▶ _Page extract_
════
Metadata-Version: 2.4
Name: DyslexicLogLog
Version: 2.0.1
Summary: A Frequency-Quantized HyperLogLog Autocorrection algorithm that also is dyslexia-friendly.
Project-URL: Homepage, https://github.com/shun4midx/FQ-HyperLogLog-Autocorrect
Project-URL: Issues, https://github.com/shun4midx/FQ-HyperLogLog-Autocorrect/issues
Author-email: Shun/翔海 <shun4midx@gmail.com>
License-Expression: MIT
License-File: LICENSE
Classifier: Operating System :: OS Independent
Requires-Python: >=3.9
Requires-Dist: bitarray>=3.5.1
Description-Content-Type: text/markdown

# DyslexicLogLog (FQ-HLL)
════
▶ _Extracted data_
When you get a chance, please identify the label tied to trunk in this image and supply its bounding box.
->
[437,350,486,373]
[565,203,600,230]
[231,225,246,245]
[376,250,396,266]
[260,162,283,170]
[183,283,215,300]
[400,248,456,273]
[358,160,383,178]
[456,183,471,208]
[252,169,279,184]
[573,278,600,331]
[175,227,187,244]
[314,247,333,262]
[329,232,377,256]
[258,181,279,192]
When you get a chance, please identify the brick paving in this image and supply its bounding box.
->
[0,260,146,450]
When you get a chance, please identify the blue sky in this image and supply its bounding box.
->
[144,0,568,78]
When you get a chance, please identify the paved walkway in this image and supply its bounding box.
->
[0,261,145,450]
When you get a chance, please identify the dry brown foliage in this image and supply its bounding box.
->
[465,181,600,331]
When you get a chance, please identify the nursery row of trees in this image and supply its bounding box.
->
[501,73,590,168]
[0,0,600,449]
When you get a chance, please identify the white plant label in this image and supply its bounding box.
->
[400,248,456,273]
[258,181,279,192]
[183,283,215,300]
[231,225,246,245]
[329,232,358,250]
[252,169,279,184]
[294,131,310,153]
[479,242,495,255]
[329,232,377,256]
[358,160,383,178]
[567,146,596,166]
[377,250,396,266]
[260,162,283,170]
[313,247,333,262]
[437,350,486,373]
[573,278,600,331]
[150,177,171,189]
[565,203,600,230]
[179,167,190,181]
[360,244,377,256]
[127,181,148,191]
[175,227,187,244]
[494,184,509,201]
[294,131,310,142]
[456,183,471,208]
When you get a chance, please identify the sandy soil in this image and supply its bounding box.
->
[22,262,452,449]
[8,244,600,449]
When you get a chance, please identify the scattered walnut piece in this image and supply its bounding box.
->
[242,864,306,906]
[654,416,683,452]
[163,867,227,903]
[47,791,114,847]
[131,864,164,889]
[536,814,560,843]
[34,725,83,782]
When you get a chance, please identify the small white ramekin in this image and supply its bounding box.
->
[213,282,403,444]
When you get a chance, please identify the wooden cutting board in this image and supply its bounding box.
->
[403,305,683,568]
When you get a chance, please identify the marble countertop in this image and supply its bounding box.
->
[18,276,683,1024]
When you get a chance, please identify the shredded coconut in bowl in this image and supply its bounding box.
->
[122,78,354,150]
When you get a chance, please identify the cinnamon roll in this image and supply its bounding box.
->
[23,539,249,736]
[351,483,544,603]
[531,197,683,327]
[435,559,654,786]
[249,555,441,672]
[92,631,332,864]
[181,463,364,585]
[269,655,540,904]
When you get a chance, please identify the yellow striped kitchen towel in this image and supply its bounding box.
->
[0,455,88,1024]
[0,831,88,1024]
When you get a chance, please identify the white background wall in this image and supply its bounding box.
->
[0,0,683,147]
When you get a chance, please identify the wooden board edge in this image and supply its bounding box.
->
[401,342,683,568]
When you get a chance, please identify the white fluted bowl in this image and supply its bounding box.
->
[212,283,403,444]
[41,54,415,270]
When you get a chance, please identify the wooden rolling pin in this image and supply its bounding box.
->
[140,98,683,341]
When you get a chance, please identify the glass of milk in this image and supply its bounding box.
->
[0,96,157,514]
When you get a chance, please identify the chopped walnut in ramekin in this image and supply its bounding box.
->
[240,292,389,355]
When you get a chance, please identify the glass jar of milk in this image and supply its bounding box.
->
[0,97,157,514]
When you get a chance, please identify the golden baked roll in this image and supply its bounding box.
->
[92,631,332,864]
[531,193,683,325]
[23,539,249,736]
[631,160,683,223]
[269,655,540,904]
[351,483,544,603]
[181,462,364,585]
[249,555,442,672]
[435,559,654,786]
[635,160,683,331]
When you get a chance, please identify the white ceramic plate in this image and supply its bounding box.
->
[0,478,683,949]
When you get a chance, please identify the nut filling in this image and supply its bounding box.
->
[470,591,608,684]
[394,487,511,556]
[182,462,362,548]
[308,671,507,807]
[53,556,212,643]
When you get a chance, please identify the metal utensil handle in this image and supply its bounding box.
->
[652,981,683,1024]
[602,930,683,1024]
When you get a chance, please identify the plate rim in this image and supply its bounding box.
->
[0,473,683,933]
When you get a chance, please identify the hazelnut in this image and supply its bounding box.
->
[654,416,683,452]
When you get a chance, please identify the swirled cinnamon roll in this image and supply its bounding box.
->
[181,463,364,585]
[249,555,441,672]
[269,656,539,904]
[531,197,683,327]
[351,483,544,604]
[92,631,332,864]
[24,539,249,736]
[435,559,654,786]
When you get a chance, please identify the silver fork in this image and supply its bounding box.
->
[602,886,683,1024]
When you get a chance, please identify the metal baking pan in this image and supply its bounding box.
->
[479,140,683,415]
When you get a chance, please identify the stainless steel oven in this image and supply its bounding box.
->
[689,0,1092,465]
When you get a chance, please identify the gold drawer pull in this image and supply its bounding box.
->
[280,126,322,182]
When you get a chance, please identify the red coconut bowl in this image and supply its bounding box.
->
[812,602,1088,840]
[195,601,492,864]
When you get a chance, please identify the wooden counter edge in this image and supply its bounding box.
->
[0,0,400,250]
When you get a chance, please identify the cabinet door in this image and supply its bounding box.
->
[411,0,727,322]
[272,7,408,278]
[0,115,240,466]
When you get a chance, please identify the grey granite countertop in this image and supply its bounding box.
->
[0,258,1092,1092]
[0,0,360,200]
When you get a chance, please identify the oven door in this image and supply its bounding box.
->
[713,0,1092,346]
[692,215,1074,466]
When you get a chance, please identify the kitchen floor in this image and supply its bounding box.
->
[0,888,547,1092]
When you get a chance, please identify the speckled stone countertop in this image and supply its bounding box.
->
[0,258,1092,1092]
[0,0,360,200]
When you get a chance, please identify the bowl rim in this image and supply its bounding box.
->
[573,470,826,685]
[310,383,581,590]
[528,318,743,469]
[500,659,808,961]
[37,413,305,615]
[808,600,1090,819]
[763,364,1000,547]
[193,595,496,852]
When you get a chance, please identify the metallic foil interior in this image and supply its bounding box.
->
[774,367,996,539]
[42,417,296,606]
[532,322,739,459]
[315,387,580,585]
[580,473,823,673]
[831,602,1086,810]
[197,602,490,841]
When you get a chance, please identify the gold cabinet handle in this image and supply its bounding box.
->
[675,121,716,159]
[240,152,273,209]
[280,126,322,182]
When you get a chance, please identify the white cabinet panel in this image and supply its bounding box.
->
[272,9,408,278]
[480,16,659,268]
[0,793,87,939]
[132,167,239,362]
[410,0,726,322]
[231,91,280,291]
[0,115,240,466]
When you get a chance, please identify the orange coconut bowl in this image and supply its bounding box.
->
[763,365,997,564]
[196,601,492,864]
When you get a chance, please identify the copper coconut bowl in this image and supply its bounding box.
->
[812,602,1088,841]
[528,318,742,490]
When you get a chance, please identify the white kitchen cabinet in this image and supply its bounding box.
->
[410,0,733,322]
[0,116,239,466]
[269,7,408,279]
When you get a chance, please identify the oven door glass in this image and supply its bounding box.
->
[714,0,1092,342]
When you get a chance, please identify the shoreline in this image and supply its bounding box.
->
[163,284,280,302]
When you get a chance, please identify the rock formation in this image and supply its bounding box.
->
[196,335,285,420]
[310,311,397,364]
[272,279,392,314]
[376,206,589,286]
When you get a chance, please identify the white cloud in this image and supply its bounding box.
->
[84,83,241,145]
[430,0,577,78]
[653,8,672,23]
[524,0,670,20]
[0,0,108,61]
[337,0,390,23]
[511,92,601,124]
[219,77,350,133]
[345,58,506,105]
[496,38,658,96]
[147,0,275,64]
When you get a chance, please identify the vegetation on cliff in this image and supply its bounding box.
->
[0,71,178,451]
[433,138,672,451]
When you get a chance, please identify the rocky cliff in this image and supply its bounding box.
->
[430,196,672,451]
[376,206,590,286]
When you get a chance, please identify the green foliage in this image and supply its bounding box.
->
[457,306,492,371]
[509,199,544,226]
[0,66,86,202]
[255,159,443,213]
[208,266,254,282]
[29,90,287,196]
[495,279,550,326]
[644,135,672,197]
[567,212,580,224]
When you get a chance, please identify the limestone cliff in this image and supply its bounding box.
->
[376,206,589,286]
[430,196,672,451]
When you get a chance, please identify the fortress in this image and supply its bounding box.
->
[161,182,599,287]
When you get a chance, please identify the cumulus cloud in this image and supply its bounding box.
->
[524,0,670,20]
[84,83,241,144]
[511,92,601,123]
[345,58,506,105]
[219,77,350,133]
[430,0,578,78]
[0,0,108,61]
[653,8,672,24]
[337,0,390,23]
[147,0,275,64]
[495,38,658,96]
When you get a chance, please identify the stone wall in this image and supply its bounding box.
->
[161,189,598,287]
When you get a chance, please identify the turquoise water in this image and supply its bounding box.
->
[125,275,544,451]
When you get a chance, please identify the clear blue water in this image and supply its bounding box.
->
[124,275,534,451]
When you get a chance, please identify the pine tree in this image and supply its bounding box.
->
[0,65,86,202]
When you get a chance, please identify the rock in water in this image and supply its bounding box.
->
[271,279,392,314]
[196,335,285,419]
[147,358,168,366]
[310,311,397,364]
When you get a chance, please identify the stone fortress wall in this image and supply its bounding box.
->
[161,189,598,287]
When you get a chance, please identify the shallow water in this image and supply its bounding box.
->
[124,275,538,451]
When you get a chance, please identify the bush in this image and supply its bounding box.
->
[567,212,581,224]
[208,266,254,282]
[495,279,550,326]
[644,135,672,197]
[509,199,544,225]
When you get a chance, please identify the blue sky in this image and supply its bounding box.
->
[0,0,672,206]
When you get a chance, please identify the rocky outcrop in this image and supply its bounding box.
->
════
▶ _Set task A_
Decide whether each statement agrees with the DyslexicLogLog metadata. Answer yes or no for each, and quote the deciding words of the metadata.
(i) The package can be installed under Python 3.8.
(ii) The package is released under the MIT license.
(iii) The package depends on bitarray version 3.5.1 or later.
▶ _Set task B_
Go on with the DyslexicLogLog metadata, starting right after its last line, the heading "# DyslexicLogLog (FQ-HLL)".
The data come from a separate source and have no connection to the DyslexicLogLog metadata.

▶ _Exercise output A_
(i) No: "Requires-Python: >=3.9"
(ii) Yes: "License-Expression: MIT"
(iii) Yes: "Requires-Dist: bitarray>=3.5.1"

▶ _Exercise output B_
An improved Frequency-Quantized HyperLogLog (FQ-HLL) Autocorrection Library

**For theoretical value, there is nothing in my algorithm that uses any information about the English language or the QWERTY keyboard, to do any of the corrections. It is a NON-ML algorithm too.**

## Usage
The library defaults to searching within its own folder before searching in your local directory. Visit my [GitHub Repo](https://github.com/shun4midx/FQ-HyperLogLog-Autocorrect) for more details, but there are two text files offered as base dictionaries: `20k_shun4midx.txt` and `database.txt`, with around 20000 and 400 words respectively. The below code would only visit the local directory. If no dictionary is specified, `20k_shun4midx.txt` would be used instead.

What is returned is in the form of a dictionary, mapping each query to either a single string for `autocorrect` or a list of three strings for `top3`.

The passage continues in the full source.